**Extracted records**.
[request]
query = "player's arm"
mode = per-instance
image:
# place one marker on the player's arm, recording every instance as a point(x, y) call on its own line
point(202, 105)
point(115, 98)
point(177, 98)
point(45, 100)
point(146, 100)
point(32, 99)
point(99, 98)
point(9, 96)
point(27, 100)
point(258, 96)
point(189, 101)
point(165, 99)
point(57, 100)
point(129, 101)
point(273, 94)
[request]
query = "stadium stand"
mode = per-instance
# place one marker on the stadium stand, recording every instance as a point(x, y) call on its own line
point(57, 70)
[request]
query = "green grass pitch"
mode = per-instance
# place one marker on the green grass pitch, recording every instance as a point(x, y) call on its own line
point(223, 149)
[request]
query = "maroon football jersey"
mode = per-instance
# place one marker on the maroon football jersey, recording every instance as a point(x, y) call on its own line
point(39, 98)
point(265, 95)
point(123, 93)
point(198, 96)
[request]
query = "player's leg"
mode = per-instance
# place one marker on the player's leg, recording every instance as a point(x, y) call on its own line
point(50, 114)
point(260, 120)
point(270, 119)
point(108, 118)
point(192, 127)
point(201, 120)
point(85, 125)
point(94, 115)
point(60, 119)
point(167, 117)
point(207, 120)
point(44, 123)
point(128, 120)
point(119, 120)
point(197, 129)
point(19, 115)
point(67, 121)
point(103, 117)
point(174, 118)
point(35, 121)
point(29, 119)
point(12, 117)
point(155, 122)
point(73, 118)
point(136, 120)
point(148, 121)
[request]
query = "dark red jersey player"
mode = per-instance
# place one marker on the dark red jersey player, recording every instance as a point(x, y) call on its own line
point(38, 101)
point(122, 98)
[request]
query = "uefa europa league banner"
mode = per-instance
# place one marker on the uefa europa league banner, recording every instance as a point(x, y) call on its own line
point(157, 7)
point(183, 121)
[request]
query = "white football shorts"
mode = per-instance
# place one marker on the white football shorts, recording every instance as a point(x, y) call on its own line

**Task objective**.
Copy the material above with every "per-instance" changed to "per-object", leaving all other text the same.

**Expected answer**.
[request]
query = "player's arm"
mode = per-object
image:
# place one marker on the player's arm, recording every instance as a point(x, y) call on its own line
point(202, 105)
point(115, 98)
point(177, 98)
point(45, 100)
point(146, 100)
point(32, 99)
point(99, 98)
point(9, 96)
point(27, 100)
point(258, 96)
point(189, 101)
point(165, 99)
point(57, 100)
point(129, 101)
point(273, 94)
[request]
query = "stadium stand"
mode = per-object
# place one marker on the stadium stand, recording every instance as a point(x, y) call on its own line
point(57, 70)
[request]
query = "green grass pitch"
mode = per-object
# place one marker on the green grass pitch, recording every instance as a point(x, y) call on its own line
point(223, 149)
[request]
query = "maroon football jersey"
mode = per-object
# place one marker on the maroon football jersey, recording every instance as a point(x, y) call on its own line
point(39, 98)
point(265, 95)
point(123, 93)
point(198, 96)
[request]
query = "player's leg"
mode = per-object
# place one marker on the player's leg, recording every instance as a point(x, y) call on its own line
point(50, 114)
point(260, 120)
point(270, 119)
point(108, 118)
point(192, 127)
point(201, 120)
point(85, 125)
point(94, 115)
point(60, 119)
point(167, 117)
point(207, 120)
point(44, 123)
point(128, 120)
point(119, 120)
point(197, 129)
point(19, 115)
point(67, 121)
point(103, 117)
point(174, 118)
point(35, 121)
point(29, 119)
point(12, 117)
point(155, 122)
point(73, 118)
point(136, 120)
point(148, 121)
[request]
query = "dark red jersey player"
mode = per-object
# place one marker on the dark red jersey player, recording every instance as a point(x, y) call on its own line
point(38, 101)
point(122, 98)
[request]
query = "uefa europa league banner"
mode = per-object
# place one marker on the uefa europa league banner, recording every instance as a point(x, y) call on its own line
point(157, 7)
point(183, 121)
[request]
query = "white football shorts"
mode = per-object
# place one marker on the white football shorts, recording every instance as a point(x, y) call on its own line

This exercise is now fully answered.